Goal of the exercise: Count how many lines of the data below contain the word "sign", and reply with the number alone.

Listing:
################
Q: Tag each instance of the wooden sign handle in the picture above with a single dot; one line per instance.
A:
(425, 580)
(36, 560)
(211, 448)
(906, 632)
################
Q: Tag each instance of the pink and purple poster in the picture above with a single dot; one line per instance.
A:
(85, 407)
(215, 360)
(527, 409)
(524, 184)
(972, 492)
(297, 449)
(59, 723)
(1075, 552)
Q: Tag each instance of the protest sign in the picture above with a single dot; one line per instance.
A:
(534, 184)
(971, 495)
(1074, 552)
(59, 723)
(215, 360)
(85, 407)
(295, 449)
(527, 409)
################
Output for this task: 2